**** Records for the task

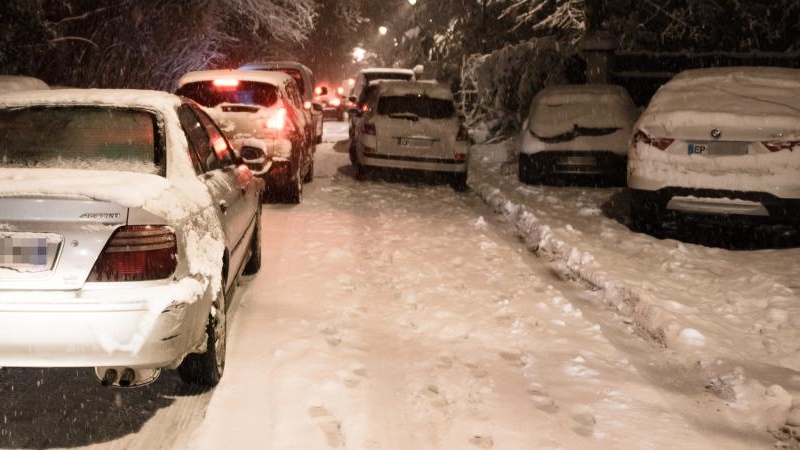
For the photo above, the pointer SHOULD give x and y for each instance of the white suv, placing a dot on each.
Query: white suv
(720, 142)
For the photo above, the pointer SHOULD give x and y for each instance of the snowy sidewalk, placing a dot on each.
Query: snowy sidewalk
(730, 319)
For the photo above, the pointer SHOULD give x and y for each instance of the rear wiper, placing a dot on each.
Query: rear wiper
(575, 132)
(407, 116)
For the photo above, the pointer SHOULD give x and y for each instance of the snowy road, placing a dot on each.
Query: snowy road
(392, 316)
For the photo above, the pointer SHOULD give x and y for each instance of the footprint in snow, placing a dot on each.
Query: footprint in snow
(330, 426)
(542, 400)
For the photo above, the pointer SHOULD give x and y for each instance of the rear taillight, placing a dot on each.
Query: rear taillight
(463, 134)
(659, 143)
(776, 146)
(277, 120)
(137, 253)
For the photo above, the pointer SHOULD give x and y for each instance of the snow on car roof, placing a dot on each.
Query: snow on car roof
(415, 88)
(766, 98)
(14, 83)
(387, 70)
(152, 191)
(558, 109)
(275, 78)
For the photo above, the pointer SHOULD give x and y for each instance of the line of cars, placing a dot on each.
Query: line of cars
(126, 226)
(713, 142)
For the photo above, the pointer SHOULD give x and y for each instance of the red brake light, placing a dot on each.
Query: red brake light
(226, 82)
(776, 146)
(277, 120)
(137, 253)
(220, 146)
(659, 143)
(463, 134)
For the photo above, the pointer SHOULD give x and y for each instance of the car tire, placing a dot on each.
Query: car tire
(310, 173)
(206, 369)
(459, 182)
(526, 172)
(294, 191)
(254, 263)
(646, 215)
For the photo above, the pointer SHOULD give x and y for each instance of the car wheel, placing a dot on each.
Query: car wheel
(294, 191)
(310, 173)
(205, 369)
(254, 263)
(526, 172)
(646, 215)
(459, 182)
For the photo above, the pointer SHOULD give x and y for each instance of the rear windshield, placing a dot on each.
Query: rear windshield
(245, 92)
(81, 137)
(386, 76)
(427, 107)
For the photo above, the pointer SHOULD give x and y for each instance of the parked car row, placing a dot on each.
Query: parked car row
(714, 142)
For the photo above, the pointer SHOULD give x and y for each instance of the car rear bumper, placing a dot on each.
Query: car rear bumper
(140, 327)
(415, 163)
(759, 206)
(581, 163)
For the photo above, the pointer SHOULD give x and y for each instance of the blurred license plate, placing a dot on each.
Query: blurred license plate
(27, 251)
(578, 161)
(411, 142)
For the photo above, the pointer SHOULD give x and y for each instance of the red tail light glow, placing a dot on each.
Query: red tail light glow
(659, 143)
(137, 253)
(226, 82)
(776, 146)
(463, 134)
(278, 120)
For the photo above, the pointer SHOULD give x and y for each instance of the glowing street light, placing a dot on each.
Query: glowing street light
(359, 54)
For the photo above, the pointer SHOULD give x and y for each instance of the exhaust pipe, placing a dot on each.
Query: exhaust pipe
(109, 377)
(128, 375)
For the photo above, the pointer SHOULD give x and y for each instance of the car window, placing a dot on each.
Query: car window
(81, 137)
(210, 93)
(201, 144)
(427, 107)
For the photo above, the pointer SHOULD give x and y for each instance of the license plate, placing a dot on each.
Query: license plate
(28, 251)
(578, 161)
(717, 148)
(411, 142)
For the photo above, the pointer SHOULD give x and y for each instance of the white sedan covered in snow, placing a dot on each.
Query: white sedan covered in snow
(577, 132)
(719, 142)
(124, 225)
(411, 125)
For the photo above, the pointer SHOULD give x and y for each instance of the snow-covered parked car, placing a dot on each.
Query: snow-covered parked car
(577, 132)
(260, 105)
(411, 125)
(125, 223)
(720, 142)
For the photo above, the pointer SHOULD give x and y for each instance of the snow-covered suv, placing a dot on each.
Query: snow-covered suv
(719, 141)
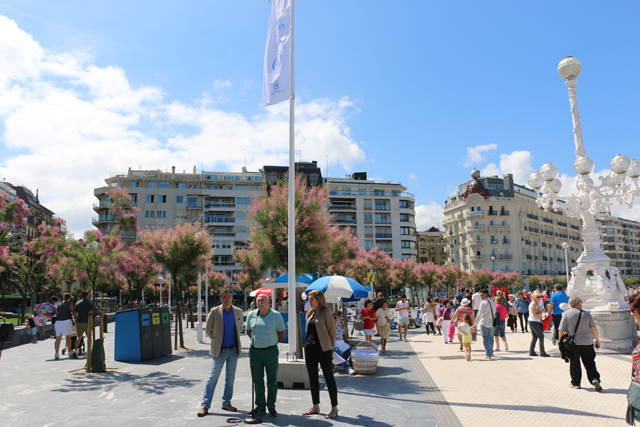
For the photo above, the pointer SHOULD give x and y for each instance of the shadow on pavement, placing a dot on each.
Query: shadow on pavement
(153, 383)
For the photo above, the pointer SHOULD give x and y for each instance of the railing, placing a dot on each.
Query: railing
(225, 219)
(384, 235)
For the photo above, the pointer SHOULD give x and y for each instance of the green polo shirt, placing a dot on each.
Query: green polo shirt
(265, 328)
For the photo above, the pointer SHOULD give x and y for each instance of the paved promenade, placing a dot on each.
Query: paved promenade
(419, 383)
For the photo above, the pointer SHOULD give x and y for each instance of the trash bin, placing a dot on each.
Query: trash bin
(140, 335)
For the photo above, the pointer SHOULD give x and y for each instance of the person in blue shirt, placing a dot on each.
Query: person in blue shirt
(558, 297)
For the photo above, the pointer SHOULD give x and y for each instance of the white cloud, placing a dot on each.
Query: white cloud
(518, 163)
(430, 215)
(475, 154)
(68, 124)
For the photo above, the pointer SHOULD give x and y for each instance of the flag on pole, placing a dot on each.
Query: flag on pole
(278, 58)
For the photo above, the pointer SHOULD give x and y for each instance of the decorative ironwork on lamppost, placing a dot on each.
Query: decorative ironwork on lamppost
(597, 284)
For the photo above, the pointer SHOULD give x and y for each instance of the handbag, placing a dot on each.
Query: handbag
(633, 407)
(568, 342)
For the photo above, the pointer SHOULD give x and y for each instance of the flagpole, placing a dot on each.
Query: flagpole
(292, 333)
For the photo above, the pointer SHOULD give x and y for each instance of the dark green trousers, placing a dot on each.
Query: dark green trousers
(266, 360)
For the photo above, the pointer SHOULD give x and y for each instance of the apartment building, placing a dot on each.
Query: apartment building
(493, 222)
(621, 243)
(433, 246)
(218, 200)
(379, 213)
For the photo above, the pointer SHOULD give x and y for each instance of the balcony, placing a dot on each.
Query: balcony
(384, 236)
(219, 219)
(343, 207)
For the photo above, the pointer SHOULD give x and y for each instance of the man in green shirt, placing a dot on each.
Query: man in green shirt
(269, 329)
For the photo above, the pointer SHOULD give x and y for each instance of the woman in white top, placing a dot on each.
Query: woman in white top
(536, 310)
(384, 316)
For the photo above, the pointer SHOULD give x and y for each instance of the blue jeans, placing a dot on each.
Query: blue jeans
(229, 355)
(345, 355)
(487, 340)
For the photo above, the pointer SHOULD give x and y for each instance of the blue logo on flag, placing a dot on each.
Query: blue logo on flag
(278, 62)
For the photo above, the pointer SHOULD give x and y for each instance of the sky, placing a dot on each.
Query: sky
(418, 92)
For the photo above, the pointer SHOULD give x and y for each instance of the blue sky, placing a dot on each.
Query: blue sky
(406, 91)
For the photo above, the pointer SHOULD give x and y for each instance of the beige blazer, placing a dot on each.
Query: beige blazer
(326, 328)
(215, 329)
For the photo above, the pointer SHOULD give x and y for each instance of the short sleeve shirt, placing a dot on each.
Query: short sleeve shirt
(584, 335)
(557, 299)
(265, 328)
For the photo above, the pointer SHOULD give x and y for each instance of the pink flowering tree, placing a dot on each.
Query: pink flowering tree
(428, 274)
(269, 222)
(181, 250)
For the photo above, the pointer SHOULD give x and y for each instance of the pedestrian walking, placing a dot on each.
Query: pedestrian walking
(445, 314)
(464, 328)
(485, 319)
(536, 310)
(269, 329)
(224, 326)
(523, 311)
(384, 316)
(367, 314)
(64, 322)
(404, 309)
(558, 297)
(458, 318)
(429, 317)
(500, 329)
(82, 310)
(321, 339)
(580, 325)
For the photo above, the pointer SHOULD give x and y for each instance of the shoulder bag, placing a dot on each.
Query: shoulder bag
(568, 342)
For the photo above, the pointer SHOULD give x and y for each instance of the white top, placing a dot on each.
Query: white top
(464, 327)
(532, 318)
(477, 299)
(402, 314)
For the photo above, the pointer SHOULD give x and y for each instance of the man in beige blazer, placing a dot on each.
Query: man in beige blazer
(224, 325)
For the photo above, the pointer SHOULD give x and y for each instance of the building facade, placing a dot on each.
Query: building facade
(433, 246)
(493, 222)
(621, 243)
(379, 213)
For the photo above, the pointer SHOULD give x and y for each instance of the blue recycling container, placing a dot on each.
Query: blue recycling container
(142, 334)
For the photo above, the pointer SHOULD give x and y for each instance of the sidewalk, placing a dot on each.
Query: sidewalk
(513, 389)
(38, 390)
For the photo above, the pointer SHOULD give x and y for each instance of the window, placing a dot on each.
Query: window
(405, 204)
(407, 218)
(408, 244)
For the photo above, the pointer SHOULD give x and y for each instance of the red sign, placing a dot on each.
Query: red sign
(475, 189)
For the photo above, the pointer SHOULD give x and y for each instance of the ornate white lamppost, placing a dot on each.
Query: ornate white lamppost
(594, 280)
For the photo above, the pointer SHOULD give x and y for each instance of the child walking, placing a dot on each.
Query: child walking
(465, 328)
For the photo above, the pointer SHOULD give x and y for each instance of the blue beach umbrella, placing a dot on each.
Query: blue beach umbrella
(335, 287)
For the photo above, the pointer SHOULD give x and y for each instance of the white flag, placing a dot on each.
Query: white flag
(277, 56)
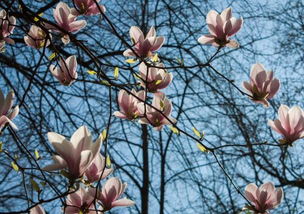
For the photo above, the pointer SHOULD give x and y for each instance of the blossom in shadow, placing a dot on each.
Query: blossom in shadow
(75, 155)
(221, 27)
(263, 198)
(66, 72)
(144, 46)
(154, 78)
(290, 124)
(7, 112)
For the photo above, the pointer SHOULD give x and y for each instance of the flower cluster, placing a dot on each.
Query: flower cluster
(153, 77)
(7, 26)
(7, 112)
(81, 158)
(263, 198)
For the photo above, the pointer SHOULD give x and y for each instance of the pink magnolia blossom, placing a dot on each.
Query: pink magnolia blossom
(154, 117)
(2, 46)
(77, 154)
(66, 72)
(144, 46)
(7, 112)
(67, 21)
(81, 201)
(36, 38)
(87, 7)
(37, 210)
(110, 194)
(221, 27)
(290, 124)
(128, 104)
(157, 78)
(96, 169)
(7, 26)
(262, 86)
(263, 198)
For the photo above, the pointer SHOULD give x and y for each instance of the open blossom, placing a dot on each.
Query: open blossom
(66, 72)
(81, 201)
(36, 38)
(2, 46)
(262, 86)
(37, 210)
(67, 21)
(96, 169)
(77, 154)
(128, 104)
(7, 112)
(263, 198)
(157, 78)
(144, 46)
(7, 26)
(290, 124)
(157, 118)
(111, 192)
(221, 27)
(87, 7)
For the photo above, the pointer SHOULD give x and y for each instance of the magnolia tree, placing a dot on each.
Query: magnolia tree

********

## Action item
Your answer should be the lines above from the one containing "on pole, placing a dot on each." through the one containing "building, placing a dot on each.", copied exactly and with both ends kept.

## Solution to the exercise
For the photo above, the pointer SHOULD give x and y for each instance of the flag on pole, placing a dot on each.
Query: flag on pole
(278, 58)
For the photo above, the pointer SHOULD give x and y for each instance of the decorative ironwork on lamppost, placing a dot on each.
Query: decorative ironwork on lamppost
(597, 284)
For the photo above, the pointer SHOULD give x and y for each instance of the handbag, placing a dot on each.
Query: handbag
(633, 407)
(568, 342)
For the photo above, the pointer SHOULD give x and y for each instance of the flagpole, placing a dot on each.
Query: flagpole
(292, 333)
For the photo above, the pointer SHOULD give x and y for each instance of the dark green trousers, placing a dot on each.
Query: dark green trousers
(266, 360)
For the photo above, the pointer SHOULD give x and y for each instance of the apartment building, placing a dot on each.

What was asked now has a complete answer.